**EXERCISE PROMPT:**
List every line in the records below that contains the word "metal", copying each line in full.

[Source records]
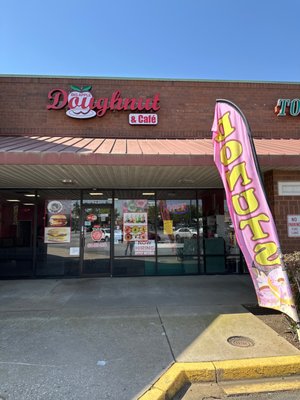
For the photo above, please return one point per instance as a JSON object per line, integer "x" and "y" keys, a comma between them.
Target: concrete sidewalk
{"x": 112, "y": 339}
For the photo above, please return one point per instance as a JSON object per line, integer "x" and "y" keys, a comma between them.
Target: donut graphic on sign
{"x": 80, "y": 102}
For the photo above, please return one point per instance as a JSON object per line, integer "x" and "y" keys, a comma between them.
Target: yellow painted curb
{"x": 180, "y": 374}
{"x": 273, "y": 386}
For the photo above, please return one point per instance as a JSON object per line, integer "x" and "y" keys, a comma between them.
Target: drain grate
{"x": 240, "y": 341}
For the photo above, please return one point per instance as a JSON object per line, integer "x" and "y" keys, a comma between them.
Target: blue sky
{"x": 189, "y": 39}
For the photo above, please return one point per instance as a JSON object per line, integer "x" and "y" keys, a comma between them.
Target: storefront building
{"x": 115, "y": 177}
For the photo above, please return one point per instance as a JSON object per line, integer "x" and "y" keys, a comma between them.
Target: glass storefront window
{"x": 17, "y": 215}
{"x": 116, "y": 233}
{"x": 135, "y": 235}
{"x": 58, "y": 233}
{"x": 177, "y": 227}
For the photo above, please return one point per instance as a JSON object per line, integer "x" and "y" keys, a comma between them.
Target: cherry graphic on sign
{"x": 96, "y": 235}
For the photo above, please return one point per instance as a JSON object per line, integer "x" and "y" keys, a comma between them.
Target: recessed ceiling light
{"x": 67, "y": 181}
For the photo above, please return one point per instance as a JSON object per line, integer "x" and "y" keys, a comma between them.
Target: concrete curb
{"x": 180, "y": 374}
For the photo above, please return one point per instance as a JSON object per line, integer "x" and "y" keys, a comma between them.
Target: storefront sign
{"x": 58, "y": 221}
{"x": 293, "y": 225}
{"x": 81, "y": 104}
{"x": 143, "y": 119}
{"x": 287, "y": 107}
{"x": 135, "y": 227}
{"x": 145, "y": 248}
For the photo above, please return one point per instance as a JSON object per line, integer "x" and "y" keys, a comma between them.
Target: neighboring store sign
{"x": 81, "y": 104}
{"x": 293, "y": 225}
{"x": 143, "y": 119}
{"x": 287, "y": 107}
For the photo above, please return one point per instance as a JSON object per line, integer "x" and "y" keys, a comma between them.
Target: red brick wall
{"x": 282, "y": 206}
{"x": 187, "y": 108}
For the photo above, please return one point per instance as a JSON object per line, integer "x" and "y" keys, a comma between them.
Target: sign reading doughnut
{"x": 235, "y": 158}
{"x": 81, "y": 104}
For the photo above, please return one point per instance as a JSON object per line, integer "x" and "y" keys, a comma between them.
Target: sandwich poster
{"x": 58, "y": 221}
{"x": 235, "y": 158}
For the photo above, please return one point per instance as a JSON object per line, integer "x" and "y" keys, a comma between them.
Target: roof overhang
{"x": 44, "y": 162}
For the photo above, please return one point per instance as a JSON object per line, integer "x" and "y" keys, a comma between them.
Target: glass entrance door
{"x": 96, "y": 240}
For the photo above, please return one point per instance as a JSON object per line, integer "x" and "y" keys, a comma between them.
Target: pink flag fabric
{"x": 255, "y": 230}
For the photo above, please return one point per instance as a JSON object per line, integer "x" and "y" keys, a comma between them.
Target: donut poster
{"x": 58, "y": 221}
{"x": 135, "y": 226}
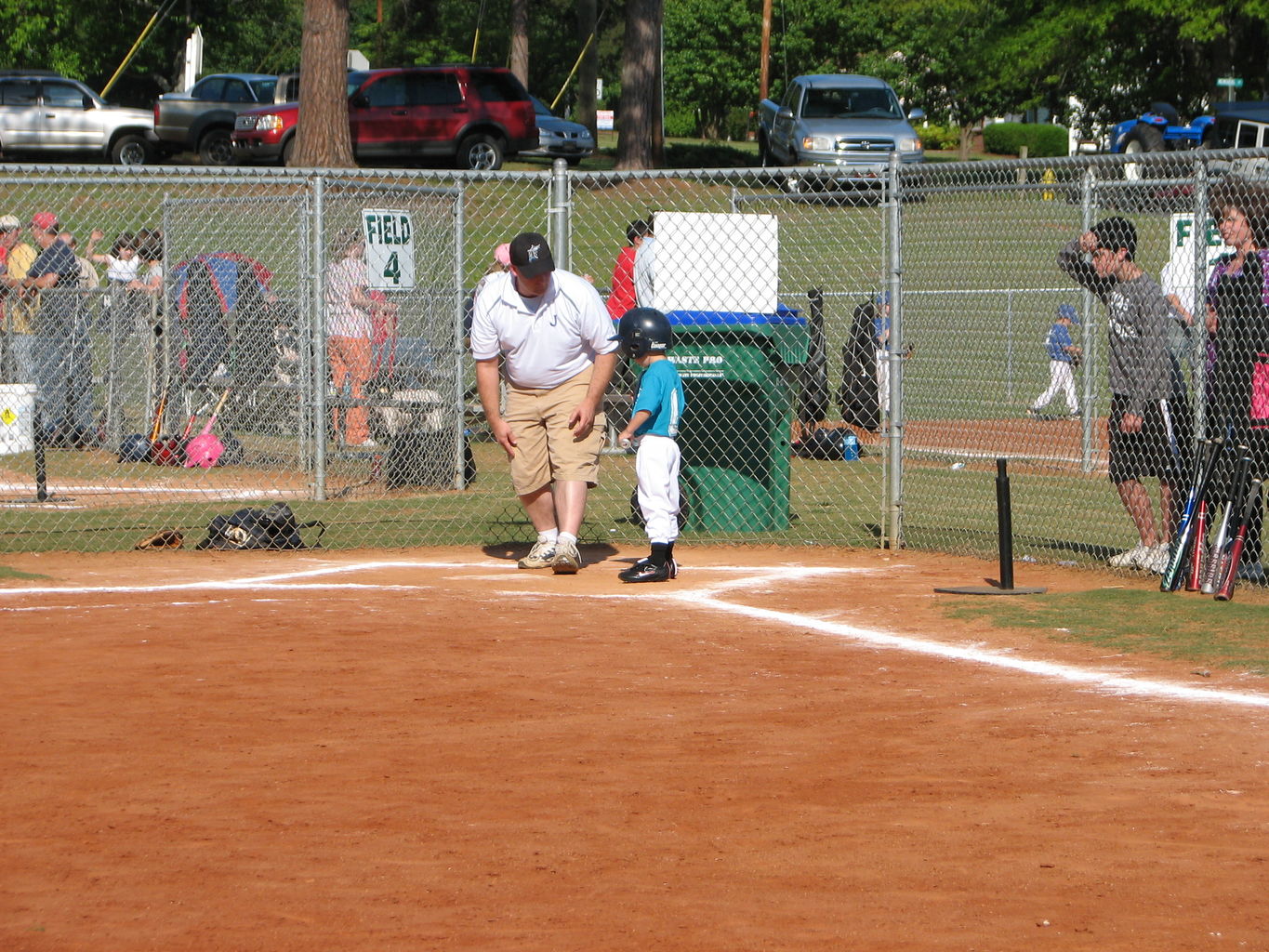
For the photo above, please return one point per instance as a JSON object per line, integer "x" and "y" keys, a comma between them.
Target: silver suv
{"x": 45, "y": 113}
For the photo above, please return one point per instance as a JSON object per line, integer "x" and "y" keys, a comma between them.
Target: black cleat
{"x": 643, "y": 570}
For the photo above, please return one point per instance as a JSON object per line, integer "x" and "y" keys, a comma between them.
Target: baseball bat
{"x": 1185, "y": 530}
{"x": 1198, "y": 553}
{"x": 1231, "y": 574}
{"x": 1229, "y": 524}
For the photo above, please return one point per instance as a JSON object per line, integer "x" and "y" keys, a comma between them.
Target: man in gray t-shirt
{"x": 1143, "y": 427}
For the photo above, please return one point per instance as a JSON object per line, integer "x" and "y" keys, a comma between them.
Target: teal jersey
{"x": 660, "y": 392}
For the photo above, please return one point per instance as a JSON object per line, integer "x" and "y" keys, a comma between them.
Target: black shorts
{"x": 1157, "y": 450}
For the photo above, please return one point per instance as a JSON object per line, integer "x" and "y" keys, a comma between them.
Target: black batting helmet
{"x": 643, "y": 330}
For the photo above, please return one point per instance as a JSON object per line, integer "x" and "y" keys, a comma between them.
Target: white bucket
{"x": 17, "y": 417}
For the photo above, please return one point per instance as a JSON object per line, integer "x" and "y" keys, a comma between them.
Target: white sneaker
{"x": 567, "y": 559}
{"x": 1130, "y": 559}
{"x": 1157, "y": 562}
{"x": 541, "y": 556}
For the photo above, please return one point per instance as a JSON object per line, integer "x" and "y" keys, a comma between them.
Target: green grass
{"x": 1181, "y": 626}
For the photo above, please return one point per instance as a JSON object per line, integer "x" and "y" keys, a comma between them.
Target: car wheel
{"x": 215, "y": 148}
{"x": 480, "y": 153}
{"x": 1141, "y": 138}
{"x": 131, "y": 150}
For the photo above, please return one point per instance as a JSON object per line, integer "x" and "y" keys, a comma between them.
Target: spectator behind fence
{"x": 500, "y": 263}
{"x": 880, "y": 343}
{"x": 122, "y": 264}
{"x": 63, "y": 358}
{"x": 1143, "y": 430}
{"x": 1237, "y": 309}
{"x": 350, "y": 326}
{"x": 643, "y": 271}
{"x": 89, "y": 278}
{"x": 622, "y": 296}
{"x": 1064, "y": 357}
{"x": 549, "y": 333}
{"x": 18, "y": 358}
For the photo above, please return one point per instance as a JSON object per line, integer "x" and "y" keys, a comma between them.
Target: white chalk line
{"x": 754, "y": 579}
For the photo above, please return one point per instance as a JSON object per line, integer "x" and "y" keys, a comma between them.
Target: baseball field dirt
{"x": 428, "y": 749}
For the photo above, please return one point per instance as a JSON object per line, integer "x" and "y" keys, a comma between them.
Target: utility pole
{"x": 764, "y": 73}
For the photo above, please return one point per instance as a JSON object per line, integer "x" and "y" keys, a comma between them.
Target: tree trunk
{"x": 640, "y": 143}
{"x": 521, "y": 41}
{"x": 588, "y": 73}
{"x": 323, "y": 138}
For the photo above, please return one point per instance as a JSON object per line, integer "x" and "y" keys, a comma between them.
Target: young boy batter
{"x": 645, "y": 336}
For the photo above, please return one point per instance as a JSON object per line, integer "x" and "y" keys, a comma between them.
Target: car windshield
{"x": 355, "y": 80}
{"x": 844, "y": 103}
{"x": 263, "y": 89}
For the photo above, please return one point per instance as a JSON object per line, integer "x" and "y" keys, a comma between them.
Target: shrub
{"x": 1040, "y": 139}
{"x": 939, "y": 138}
{"x": 681, "y": 124}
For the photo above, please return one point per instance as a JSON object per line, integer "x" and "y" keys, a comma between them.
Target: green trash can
{"x": 739, "y": 381}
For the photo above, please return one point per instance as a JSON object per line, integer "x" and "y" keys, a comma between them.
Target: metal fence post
{"x": 893, "y": 535}
{"x": 1198, "y": 332}
{"x": 317, "y": 339}
{"x": 1088, "y": 191}
{"x": 559, "y": 212}
{"x": 459, "y": 333}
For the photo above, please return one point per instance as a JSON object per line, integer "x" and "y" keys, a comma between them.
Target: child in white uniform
{"x": 645, "y": 336}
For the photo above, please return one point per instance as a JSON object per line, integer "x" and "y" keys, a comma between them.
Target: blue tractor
{"x": 1160, "y": 129}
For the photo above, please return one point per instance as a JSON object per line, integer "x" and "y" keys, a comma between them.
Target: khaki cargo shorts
{"x": 546, "y": 448}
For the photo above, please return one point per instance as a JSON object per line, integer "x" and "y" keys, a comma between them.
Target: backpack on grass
{"x": 274, "y": 527}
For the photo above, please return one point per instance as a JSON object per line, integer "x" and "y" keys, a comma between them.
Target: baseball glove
{"x": 164, "y": 538}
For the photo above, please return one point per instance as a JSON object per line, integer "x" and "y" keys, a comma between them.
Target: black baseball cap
{"x": 531, "y": 254}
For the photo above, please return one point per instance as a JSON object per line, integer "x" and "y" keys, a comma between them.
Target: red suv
{"x": 472, "y": 115}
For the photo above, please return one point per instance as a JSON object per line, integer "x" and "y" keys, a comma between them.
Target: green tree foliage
{"x": 959, "y": 60}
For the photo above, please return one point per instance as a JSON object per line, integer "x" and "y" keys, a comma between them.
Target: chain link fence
{"x": 858, "y": 351}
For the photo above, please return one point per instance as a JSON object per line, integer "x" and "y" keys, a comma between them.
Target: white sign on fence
{"x": 1182, "y": 252}
{"x": 716, "y": 261}
{"x": 389, "y": 249}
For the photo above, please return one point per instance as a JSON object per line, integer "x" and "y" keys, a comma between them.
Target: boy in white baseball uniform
{"x": 645, "y": 336}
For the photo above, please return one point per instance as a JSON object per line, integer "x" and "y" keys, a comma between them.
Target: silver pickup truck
{"x": 843, "y": 126}
{"x": 201, "y": 120}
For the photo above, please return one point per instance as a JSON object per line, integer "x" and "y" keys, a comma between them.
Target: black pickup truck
{"x": 201, "y": 118}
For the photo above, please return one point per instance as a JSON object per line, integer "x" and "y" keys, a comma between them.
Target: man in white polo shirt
{"x": 549, "y": 330}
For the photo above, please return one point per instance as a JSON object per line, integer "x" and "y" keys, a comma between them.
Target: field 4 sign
{"x": 389, "y": 249}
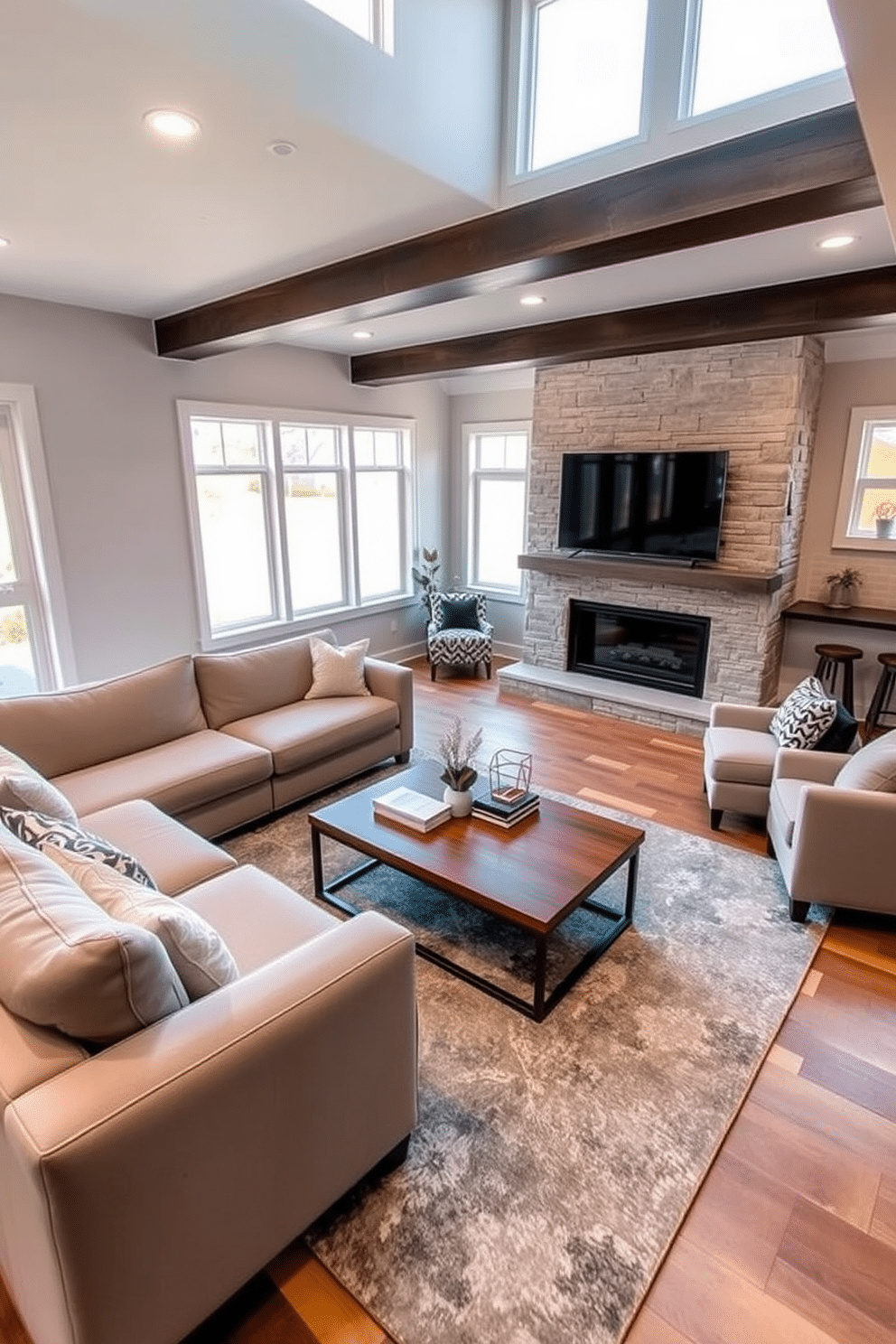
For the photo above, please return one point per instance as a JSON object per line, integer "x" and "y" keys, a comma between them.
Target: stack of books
{"x": 411, "y": 809}
{"x": 505, "y": 811}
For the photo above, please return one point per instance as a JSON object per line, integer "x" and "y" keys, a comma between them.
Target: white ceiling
{"x": 101, "y": 214}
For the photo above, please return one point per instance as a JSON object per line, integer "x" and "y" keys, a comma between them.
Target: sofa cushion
{"x": 338, "y": 671}
{"x": 873, "y": 766}
{"x": 22, "y": 787}
{"x": 63, "y": 732}
{"x": 741, "y": 756}
{"x": 281, "y": 919}
{"x": 785, "y": 804}
{"x": 237, "y": 686}
{"x": 196, "y": 950}
{"x": 173, "y": 854}
{"x": 44, "y": 832}
{"x": 805, "y": 715}
{"x": 66, "y": 964}
{"x": 316, "y": 730}
{"x": 841, "y": 734}
{"x": 175, "y": 776}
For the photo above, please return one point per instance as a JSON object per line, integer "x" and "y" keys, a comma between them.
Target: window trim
{"x": 54, "y": 648}
{"x": 469, "y": 433}
{"x": 272, "y": 418}
{"x": 665, "y": 131}
{"x": 849, "y": 482}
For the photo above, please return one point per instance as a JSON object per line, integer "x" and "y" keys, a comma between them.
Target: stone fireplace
{"x": 758, "y": 401}
{"x": 661, "y": 649}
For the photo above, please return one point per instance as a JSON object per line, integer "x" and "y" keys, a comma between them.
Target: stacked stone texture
{"x": 758, "y": 401}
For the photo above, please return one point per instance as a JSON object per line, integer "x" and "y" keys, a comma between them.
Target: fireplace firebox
{"x": 661, "y": 649}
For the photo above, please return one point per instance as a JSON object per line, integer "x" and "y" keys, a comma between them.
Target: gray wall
{"x": 107, "y": 406}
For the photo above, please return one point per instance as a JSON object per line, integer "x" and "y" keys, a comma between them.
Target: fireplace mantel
{"x": 653, "y": 572}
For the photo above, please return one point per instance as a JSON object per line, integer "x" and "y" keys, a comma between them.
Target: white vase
{"x": 458, "y": 800}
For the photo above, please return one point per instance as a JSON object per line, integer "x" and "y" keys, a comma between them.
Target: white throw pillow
{"x": 22, "y": 787}
{"x": 66, "y": 964}
{"x": 873, "y": 766}
{"x": 804, "y": 718}
{"x": 338, "y": 671}
{"x": 198, "y": 952}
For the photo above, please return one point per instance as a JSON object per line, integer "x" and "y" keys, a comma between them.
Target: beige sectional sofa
{"x": 143, "y": 1181}
{"x": 214, "y": 740}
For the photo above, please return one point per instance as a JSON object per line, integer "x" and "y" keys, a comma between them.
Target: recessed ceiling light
{"x": 837, "y": 241}
{"x": 173, "y": 126}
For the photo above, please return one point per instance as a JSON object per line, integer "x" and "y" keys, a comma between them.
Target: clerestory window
{"x": 743, "y": 50}
{"x": 372, "y": 21}
{"x": 294, "y": 515}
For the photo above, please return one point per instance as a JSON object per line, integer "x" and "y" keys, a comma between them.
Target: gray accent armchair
{"x": 835, "y": 845}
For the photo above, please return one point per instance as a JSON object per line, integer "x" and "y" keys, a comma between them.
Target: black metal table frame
{"x": 542, "y": 1003}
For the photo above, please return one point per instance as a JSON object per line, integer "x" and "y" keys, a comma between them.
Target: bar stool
{"x": 830, "y": 658}
{"x": 880, "y": 700}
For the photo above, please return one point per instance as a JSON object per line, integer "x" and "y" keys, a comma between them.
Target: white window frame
{"x": 41, "y": 586}
{"x": 273, "y": 472}
{"x": 852, "y": 484}
{"x": 474, "y": 475}
{"x": 382, "y": 23}
{"x": 667, "y": 126}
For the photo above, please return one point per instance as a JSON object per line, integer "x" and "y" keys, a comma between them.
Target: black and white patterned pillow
{"x": 41, "y": 831}
{"x": 804, "y": 718}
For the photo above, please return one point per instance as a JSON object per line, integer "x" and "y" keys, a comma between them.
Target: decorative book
{"x": 411, "y": 808}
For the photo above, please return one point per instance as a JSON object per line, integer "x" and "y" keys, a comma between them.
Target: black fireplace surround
{"x": 662, "y": 649}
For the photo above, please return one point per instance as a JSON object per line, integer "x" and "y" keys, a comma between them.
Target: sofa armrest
{"x": 724, "y": 715}
{"x": 813, "y": 766}
{"x": 395, "y": 683}
{"x": 222, "y": 1131}
{"x": 844, "y": 848}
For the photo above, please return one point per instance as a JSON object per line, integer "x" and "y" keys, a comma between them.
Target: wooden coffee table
{"x": 532, "y": 875}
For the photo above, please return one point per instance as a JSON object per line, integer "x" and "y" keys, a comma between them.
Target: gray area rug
{"x": 554, "y": 1162}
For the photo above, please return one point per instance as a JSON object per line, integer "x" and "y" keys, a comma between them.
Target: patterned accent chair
{"x": 458, "y": 644}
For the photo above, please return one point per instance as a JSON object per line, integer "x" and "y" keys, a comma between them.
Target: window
{"x": 586, "y": 79}
{"x": 369, "y": 19}
{"x": 498, "y": 464}
{"x": 868, "y": 487}
{"x": 292, "y": 515}
{"x": 742, "y": 50}
{"x": 33, "y": 638}
{"x": 626, "y": 79}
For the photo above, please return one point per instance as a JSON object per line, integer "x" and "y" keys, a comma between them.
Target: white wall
{"x": 107, "y": 406}
{"x": 434, "y": 104}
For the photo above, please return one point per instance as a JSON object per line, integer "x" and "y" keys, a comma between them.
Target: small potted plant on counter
{"x": 843, "y": 588}
{"x": 884, "y": 518}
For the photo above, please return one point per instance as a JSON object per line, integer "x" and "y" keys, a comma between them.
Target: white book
{"x": 415, "y": 809}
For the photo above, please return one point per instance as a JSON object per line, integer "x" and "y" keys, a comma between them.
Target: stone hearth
{"x": 758, "y": 401}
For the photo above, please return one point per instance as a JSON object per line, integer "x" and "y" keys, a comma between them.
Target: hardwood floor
{"x": 793, "y": 1236}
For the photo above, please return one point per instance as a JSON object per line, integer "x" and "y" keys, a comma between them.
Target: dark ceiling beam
{"x": 805, "y": 170}
{"x": 830, "y": 303}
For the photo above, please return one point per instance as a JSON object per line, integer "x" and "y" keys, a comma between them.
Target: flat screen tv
{"x": 658, "y": 504}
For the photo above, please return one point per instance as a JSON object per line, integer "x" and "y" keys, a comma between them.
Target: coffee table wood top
{"x": 535, "y": 873}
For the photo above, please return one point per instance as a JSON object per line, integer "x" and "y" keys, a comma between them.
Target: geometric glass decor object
{"x": 509, "y": 774}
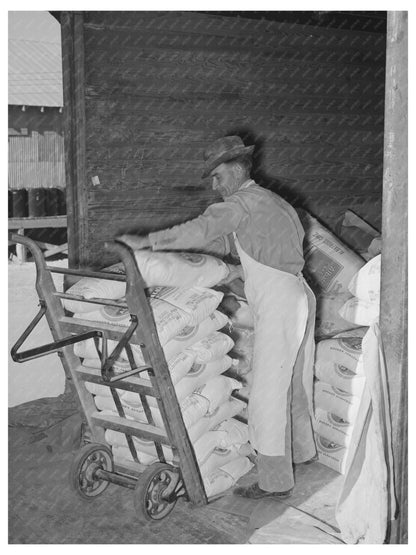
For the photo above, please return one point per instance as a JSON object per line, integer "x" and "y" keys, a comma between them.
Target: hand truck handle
{"x": 38, "y": 352}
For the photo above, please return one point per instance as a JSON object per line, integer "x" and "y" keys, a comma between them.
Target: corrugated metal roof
{"x": 35, "y": 73}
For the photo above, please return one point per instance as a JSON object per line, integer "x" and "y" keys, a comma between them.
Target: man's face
{"x": 225, "y": 180}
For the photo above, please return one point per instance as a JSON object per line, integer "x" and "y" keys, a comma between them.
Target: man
{"x": 268, "y": 236}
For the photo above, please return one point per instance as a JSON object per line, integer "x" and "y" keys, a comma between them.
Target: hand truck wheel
{"x": 157, "y": 491}
{"x": 82, "y": 477}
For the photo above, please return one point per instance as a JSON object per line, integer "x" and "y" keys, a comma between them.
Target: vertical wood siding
{"x": 36, "y": 159}
{"x": 161, "y": 86}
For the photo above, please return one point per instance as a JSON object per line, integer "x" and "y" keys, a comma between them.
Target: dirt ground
{"x": 44, "y": 436}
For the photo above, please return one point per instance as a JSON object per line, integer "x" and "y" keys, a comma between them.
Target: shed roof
{"x": 35, "y": 73}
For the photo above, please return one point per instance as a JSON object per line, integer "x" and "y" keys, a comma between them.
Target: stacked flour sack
{"x": 329, "y": 267}
{"x": 241, "y": 331}
{"x": 184, "y": 306}
{"x": 339, "y": 370}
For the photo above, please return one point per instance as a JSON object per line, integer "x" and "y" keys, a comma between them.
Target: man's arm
{"x": 218, "y": 220}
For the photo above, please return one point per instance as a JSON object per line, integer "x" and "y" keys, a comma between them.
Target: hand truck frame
{"x": 158, "y": 486}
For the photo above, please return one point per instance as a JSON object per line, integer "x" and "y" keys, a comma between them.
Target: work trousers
{"x": 276, "y": 473}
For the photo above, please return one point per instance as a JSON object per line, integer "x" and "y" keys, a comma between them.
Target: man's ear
{"x": 239, "y": 170}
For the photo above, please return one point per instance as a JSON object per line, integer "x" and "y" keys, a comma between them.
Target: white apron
{"x": 280, "y": 309}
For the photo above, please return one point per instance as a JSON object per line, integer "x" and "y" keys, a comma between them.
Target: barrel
{"x": 52, "y": 201}
{"x": 10, "y": 207}
{"x": 19, "y": 203}
{"x": 37, "y": 203}
{"x": 61, "y": 202}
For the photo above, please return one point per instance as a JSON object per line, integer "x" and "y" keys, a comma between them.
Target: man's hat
{"x": 224, "y": 150}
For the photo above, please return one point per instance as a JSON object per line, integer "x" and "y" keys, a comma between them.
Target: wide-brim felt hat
{"x": 224, "y": 150}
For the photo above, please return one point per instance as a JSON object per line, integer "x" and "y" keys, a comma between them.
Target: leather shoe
{"x": 310, "y": 461}
{"x": 255, "y": 492}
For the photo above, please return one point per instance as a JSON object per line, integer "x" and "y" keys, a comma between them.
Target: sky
{"x": 34, "y": 25}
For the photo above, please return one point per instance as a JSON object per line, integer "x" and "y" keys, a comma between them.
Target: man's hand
{"x": 135, "y": 242}
{"x": 235, "y": 271}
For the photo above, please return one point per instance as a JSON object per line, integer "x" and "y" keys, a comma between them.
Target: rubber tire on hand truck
{"x": 81, "y": 474}
{"x": 153, "y": 485}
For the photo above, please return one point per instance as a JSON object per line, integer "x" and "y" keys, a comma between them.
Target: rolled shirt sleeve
{"x": 218, "y": 220}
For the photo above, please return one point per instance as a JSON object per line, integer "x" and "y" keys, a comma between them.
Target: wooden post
{"x": 393, "y": 317}
{"x": 21, "y": 249}
{"x": 74, "y": 134}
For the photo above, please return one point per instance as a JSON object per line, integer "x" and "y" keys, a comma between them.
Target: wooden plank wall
{"x": 160, "y": 86}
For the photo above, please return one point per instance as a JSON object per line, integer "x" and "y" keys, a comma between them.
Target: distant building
{"x": 35, "y": 99}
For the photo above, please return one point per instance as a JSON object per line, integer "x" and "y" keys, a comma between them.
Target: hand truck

**SOLUTION TO THE EXERCISE:**
Target: metal fence post
Target: black metal table frame
Target: corrugated metal roof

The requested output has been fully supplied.